Why is code so much easier than people?

Taking computers as the universe, where hardware determines the laws of nature and binary data are the basic substrate, we can understand the world bottom-up.

We know at each level of abstraction, at each size of particle, what rules the components follow. Binary composes to assembler, which follows rules according to the CPU’s construction. Assembler composes to higher level code. Code follows rules which, if we get them just right, begins to have output more complex than the simplicity of the rules suggests.

In the natural world our investigations take us in the opposite direction. From people to cells to proteins to DNA and molecules to atoms to neutrons to quarks… at each level, the components interact with each other according to rules. We are working to learn those rules.

_____

■ **Task prompt**
Extend the essay comparing code with people, starting right after its final sentence.

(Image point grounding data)
_____

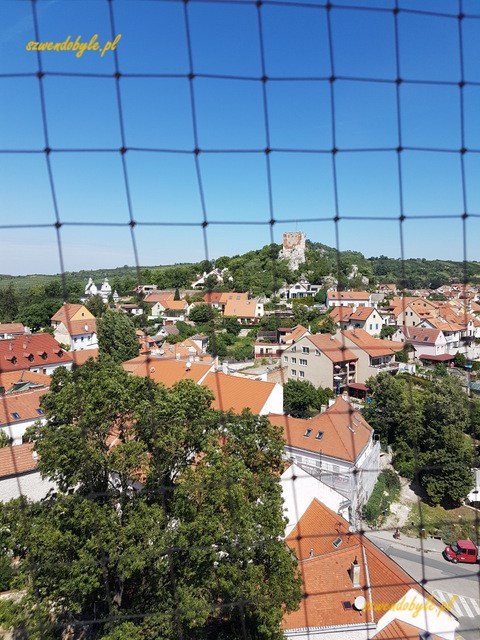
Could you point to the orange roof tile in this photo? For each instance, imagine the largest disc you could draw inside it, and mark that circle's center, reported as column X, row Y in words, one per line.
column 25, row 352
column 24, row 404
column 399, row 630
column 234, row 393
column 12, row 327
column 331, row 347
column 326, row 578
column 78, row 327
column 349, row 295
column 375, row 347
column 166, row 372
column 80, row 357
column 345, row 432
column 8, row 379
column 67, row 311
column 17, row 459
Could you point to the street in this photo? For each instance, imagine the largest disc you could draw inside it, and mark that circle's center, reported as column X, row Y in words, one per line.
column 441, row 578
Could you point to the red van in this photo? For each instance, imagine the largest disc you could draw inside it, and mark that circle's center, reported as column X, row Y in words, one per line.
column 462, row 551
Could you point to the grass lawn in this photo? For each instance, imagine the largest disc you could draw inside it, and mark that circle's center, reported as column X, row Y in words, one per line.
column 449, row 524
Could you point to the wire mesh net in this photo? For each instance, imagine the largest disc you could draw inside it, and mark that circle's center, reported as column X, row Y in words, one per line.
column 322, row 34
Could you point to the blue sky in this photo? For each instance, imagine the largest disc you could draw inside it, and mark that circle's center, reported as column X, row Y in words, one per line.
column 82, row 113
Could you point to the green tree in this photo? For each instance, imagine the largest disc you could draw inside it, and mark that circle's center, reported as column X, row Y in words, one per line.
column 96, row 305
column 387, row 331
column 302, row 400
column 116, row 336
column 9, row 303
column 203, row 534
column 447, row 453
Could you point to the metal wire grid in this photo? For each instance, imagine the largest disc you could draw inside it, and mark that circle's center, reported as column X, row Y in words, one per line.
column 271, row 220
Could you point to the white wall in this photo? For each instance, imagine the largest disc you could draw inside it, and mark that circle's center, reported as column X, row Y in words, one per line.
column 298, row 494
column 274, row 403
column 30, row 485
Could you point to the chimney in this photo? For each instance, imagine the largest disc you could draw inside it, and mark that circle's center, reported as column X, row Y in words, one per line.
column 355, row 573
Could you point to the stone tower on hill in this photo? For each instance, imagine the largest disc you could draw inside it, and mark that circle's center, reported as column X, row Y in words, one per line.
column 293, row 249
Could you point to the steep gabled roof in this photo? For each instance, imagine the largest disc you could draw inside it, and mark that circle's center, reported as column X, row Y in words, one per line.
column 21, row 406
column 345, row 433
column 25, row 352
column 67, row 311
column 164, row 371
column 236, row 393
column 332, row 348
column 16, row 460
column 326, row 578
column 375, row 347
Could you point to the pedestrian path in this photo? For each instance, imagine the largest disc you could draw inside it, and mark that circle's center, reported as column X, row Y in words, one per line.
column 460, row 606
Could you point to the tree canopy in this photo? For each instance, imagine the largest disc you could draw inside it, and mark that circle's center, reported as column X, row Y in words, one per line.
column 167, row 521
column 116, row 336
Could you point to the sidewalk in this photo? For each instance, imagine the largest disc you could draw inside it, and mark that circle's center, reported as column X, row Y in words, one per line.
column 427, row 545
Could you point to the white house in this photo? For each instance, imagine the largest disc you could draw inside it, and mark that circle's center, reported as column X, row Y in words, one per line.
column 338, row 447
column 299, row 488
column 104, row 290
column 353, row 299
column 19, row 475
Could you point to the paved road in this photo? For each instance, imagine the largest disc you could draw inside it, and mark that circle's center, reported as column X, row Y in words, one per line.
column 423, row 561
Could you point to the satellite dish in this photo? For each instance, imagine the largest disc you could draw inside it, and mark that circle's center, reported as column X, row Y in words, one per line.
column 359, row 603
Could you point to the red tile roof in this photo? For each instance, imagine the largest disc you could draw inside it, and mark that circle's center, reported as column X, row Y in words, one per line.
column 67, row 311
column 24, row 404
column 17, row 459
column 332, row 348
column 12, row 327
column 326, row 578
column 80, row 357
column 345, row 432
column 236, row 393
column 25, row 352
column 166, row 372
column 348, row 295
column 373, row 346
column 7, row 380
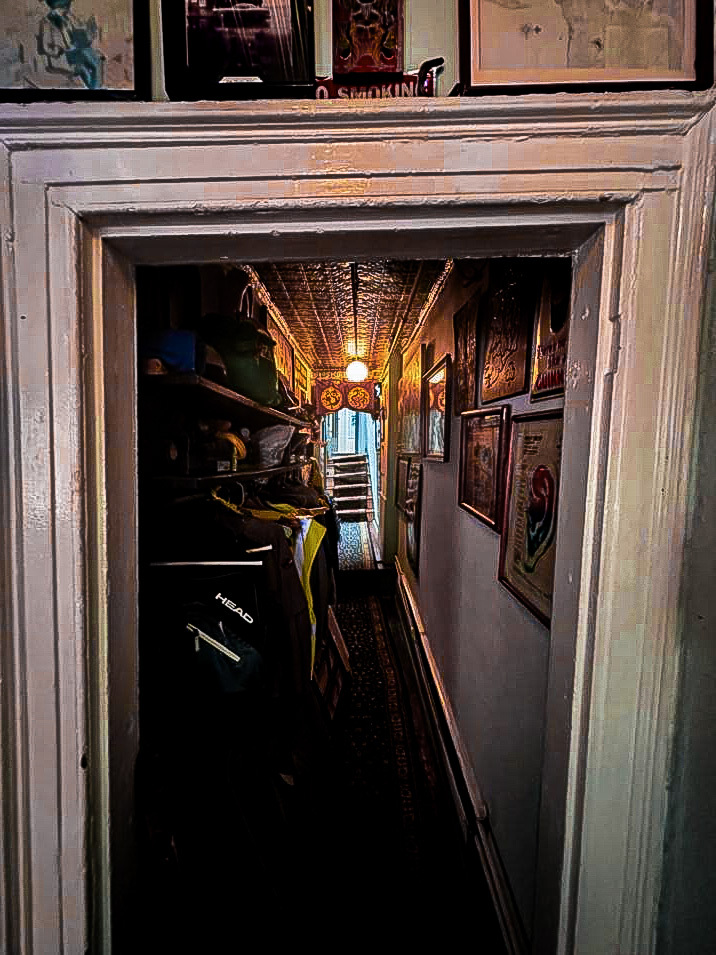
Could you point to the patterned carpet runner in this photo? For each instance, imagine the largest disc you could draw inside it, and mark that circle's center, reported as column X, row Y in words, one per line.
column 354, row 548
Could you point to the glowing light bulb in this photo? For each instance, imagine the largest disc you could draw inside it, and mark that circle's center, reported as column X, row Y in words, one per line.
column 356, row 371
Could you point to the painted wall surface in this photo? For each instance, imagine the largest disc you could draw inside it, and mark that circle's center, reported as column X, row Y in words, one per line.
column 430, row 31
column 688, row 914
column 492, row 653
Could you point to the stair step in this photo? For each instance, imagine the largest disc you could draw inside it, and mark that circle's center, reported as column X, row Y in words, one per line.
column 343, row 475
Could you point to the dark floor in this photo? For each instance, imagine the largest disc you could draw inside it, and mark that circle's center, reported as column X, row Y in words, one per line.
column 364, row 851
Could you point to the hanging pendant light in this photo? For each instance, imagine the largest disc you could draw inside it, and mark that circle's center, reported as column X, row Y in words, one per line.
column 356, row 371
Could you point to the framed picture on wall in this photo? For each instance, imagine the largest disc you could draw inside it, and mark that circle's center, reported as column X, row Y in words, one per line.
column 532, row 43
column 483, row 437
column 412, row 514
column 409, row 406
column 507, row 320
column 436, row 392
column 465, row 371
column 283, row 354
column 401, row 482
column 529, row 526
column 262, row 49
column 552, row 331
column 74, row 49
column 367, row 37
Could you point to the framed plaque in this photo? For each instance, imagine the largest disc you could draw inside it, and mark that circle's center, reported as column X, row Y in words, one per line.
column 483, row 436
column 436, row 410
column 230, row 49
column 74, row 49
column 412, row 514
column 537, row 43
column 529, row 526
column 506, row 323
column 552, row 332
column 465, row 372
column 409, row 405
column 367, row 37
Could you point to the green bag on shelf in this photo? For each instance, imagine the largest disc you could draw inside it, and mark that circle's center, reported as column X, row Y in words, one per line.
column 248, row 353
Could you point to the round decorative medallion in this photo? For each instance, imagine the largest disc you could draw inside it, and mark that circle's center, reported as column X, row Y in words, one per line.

_____

■ **Result of the exercise**
Working up in computing, working down in biology and chemistry and physics, these two studies are complementary. We have 2 goals:

1) define rules for computers that result in behaviour as complex, interesting, meaningful, and productive as life

2) figure out the rules of the basic components of the natural universe, to lower and lower levels

The awesome part is that we can use computers to model the components of the natural universe. Often it takes millions of small components acting on similar rules to achieve complexity that defies the simplicity of the ruleset. To defy entropy and produce organization where there was none.

As in computing our level of abstraction increases, and our abstractions in the natural world grow more precise, they come together. This is an exciting time.